TASK INSTRUCTIONS :: The records that follow are to be repeated exactly, with the pictures removed.

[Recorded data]
[Start of section]

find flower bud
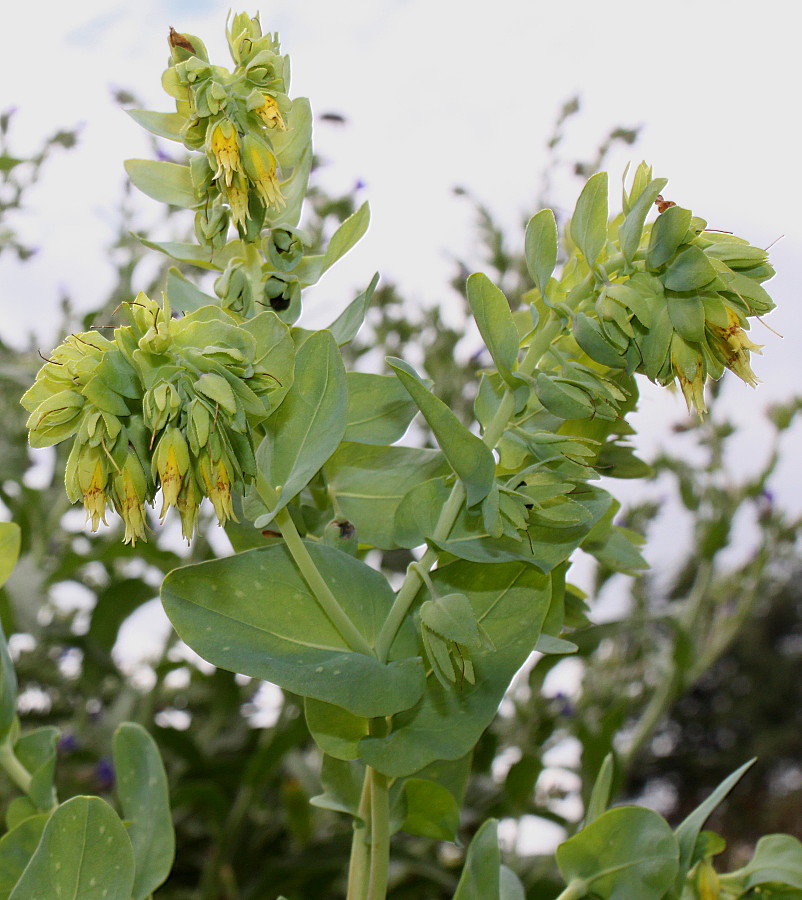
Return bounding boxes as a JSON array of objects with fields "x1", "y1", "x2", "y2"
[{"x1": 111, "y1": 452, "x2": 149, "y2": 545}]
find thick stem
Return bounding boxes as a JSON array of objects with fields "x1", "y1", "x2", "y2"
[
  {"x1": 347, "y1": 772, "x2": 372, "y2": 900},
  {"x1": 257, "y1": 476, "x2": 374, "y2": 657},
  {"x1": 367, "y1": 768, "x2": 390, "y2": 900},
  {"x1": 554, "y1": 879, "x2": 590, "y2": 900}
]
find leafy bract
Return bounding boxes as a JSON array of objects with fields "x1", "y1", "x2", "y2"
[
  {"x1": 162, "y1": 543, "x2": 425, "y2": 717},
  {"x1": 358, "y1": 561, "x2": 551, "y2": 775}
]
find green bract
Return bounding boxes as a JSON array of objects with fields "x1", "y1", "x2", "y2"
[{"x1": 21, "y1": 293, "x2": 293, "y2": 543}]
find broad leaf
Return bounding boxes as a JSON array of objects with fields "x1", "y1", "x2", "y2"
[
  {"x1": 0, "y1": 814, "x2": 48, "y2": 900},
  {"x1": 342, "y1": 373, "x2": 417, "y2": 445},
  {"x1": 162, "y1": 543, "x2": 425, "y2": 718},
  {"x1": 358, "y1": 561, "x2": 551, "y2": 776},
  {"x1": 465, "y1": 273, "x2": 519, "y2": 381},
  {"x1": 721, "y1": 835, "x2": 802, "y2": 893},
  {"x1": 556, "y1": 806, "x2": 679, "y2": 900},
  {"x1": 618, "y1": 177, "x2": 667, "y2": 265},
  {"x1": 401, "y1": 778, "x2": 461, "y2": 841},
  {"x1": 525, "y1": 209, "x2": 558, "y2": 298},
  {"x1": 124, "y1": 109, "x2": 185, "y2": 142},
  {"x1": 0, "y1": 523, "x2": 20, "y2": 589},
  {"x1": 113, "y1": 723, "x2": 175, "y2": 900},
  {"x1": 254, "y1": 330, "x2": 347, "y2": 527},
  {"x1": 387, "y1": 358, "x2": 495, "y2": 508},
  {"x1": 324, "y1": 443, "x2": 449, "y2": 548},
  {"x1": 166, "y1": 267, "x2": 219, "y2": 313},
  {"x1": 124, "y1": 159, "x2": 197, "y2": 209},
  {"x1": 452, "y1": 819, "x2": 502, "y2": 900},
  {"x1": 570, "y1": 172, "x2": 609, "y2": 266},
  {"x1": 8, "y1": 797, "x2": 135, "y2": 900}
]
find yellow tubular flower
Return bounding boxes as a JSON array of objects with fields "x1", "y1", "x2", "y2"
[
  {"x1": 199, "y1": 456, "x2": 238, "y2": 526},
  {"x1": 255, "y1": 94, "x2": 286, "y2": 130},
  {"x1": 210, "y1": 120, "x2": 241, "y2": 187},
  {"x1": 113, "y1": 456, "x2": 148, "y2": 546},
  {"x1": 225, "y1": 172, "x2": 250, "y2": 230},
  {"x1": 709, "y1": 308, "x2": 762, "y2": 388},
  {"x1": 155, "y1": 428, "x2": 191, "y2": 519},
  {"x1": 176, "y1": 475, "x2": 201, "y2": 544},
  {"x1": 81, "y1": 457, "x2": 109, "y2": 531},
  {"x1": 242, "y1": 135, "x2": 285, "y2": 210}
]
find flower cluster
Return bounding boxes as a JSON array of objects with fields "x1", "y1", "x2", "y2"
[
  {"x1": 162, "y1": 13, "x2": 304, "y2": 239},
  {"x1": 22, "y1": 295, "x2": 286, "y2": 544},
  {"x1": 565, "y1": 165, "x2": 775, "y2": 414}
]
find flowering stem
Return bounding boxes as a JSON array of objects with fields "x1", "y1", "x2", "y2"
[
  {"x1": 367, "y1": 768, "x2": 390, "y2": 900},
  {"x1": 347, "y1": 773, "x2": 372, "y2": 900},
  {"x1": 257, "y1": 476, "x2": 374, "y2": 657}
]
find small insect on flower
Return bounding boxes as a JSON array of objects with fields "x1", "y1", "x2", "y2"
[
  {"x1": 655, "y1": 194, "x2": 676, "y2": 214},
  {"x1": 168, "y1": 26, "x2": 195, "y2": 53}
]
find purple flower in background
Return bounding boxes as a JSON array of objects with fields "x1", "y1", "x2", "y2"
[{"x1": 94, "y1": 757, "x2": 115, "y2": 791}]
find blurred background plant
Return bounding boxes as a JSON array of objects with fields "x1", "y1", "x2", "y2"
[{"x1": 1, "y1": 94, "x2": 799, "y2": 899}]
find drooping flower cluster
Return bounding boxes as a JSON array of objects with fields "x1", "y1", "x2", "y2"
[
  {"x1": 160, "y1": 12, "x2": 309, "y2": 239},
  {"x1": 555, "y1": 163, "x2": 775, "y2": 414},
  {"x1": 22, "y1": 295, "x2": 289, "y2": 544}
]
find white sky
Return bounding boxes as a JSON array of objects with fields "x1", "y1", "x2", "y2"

[End of section]

RESPONSE TO THE EXERCISE ::
find flower bud
Return bounding boxes as a JSON array of objects with fields "x1", "y1", "x2", "y2"
[{"x1": 111, "y1": 452, "x2": 149, "y2": 545}]
find thick stem
Return bounding boxes as a JSON array of objects with fields "x1", "y1", "x2", "y2"
[
  {"x1": 347, "y1": 772, "x2": 372, "y2": 900},
  {"x1": 257, "y1": 476, "x2": 374, "y2": 657},
  {"x1": 367, "y1": 768, "x2": 390, "y2": 900},
  {"x1": 554, "y1": 879, "x2": 590, "y2": 900}
]
find leafy bract
Return bounding boxes as a JSON array of objects with fields "x1", "y1", "x2", "y2"
[
  {"x1": 162, "y1": 543, "x2": 425, "y2": 717},
  {"x1": 358, "y1": 561, "x2": 551, "y2": 775}
]
find green bract
Return bounding boxes as a JSON array of objects with fields "x1", "y1", "x2", "y2"
[{"x1": 21, "y1": 293, "x2": 293, "y2": 543}]
find broad leaf
Return bounding boxes as a JSON array of objects with fields "x1", "y1", "x2", "y2"
[
  {"x1": 0, "y1": 814, "x2": 48, "y2": 900},
  {"x1": 342, "y1": 373, "x2": 417, "y2": 445},
  {"x1": 162, "y1": 543, "x2": 425, "y2": 718},
  {"x1": 358, "y1": 561, "x2": 551, "y2": 776},
  {"x1": 465, "y1": 273, "x2": 519, "y2": 381},
  {"x1": 721, "y1": 835, "x2": 802, "y2": 893},
  {"x1": 556, "y1": 806, "x2": 679, "y2": 900},
  {"x1": 618, "y1": 177, "x2": 667, "y2": 265},
  {"x1": 401, "y1": 778, "x2": 461, "y2": 841},
  {"x1": 525, "y1": 209, "x2": 558, "y2": 298},
  {"x1": 124, "y1": 109, "x2": 185, "y2": 142},
  {"x1": 0, "y1": 523, "x2": 20, "y2": 589},
  {"x1": 113, "y1": 723, "x2": 175, "y2": 900},
  {"x1": 254, "y1": 330, "x2": 347, "y2": 527},
  {"x1": 387, "y1": 358, "x2": 495, "y2": 508},
  {"x1": 324, "y1": 443, "x2": 449, "y2": 548},
  {"x1": 166, "y1": 267, "x2": 219, "y2": 313},
  {"x1": 124, "y1": 159, "x2": 197, "y2": 209},
  {"x1": 452, "y1": 819, "x2": 502, "y2": 900},
  {"x1": 570, "y1": 172, "x2": 609, "y2": 266},
  {"x1": 8, "y1": 797, "x2": 135, "y2": 900}
]
find yellow tubular flower
Return bounding boxes as a JSON array of objects with fields "x1", "y1", "x2", "y2"
[
  {"x1": 199, "y1": 456, "x2": 238, "y2": 526},
  {"x1": 255, "y1": 94, "x2": 286, "y2": 130},
  {"x1": 210, "y1": 120, "x2": 241, "y2": 187},
  {"x1": 113, "y1": 456, "x2": 148, "y2": 546},
  {"x1": 225, "y1": 172, "x2": 250, "y2": 230},
  {"x1": 709, "y1": 308, "x2": 762, "y2": 388},
  {"x1": 155, "y1": 428, "x2": 191, "y2": 519},
  {"x1": 176, "y1": 475, "x2": 201, "y2": 544},
  {"x1": 81, "y1": 457, "x2": 109, "y2": 531},
  {"x1": 242, "y1": 135, "x2": 285, "y2": 210}
]
find flower cluster
Return bounding boxes as a JSON array of objects with fields "x1", "y1", "x2", "y2"
[
  {"x1": 162, "y1": 13, "x2": 304, "y2": 239},
  {"x1": 22, "y1": 295, "x2": 286, "y2": 544},
  {"x1": 565, "y1": 165, "x2": 775, "y2": 414}
]
find flowering stem
Return bounding boxes as a JSON array of objects with fields "x1", "y1", "x2", "y2"
[
  {"x1": 367, "y1": 768, "x2": 390, "y2": 900},
  {"x1": 347, "y1": 773, "x2": 372, "y2": 900},
  {"x1": 257, "y1": 476, "x2": 374, "y2": 657}
]
find small insect on flower
Return bounding boxes as a JSON array of objects with fields "x1", "y1", "x2", "y2"
[
  {"x1": 655, "y1": 194, "x2": 676, "y2": 214},
  {"x1": 168, "y1": 26, "x2": 195, "y2": 53}
]
find purple flower in background
Return bounding boxes as a JSON array of objects with fields "x1", "y1", "x2", "y2"
[{"x1": 94, "y1": 757, "x2": 115, "y2": 791}]
find blurred background plant
Return bounding boxes as a JSON array of objects with fields "x1", "y1", "x2", "y2"
[{"x1": 1, "y1": 94, "x2": 799, "y2": 899}]
find drooping flower cluster
Return bounding boxes as a JSON array of objects with fields "x1", "y1", "x2", "y2"
[
  {"x1": 160, "y1": 12, "x2": 309, "y2": 239},
  {"x1": 555, "y1": 163, "x2": 775, "y2": 414},
  {"x1": 22, "y1": 295, "x2": 289, "y2": 544}
]
find white sky
Return bounding boxes as a JSON array of objects with fields "x1", "y1", "x2", "y2"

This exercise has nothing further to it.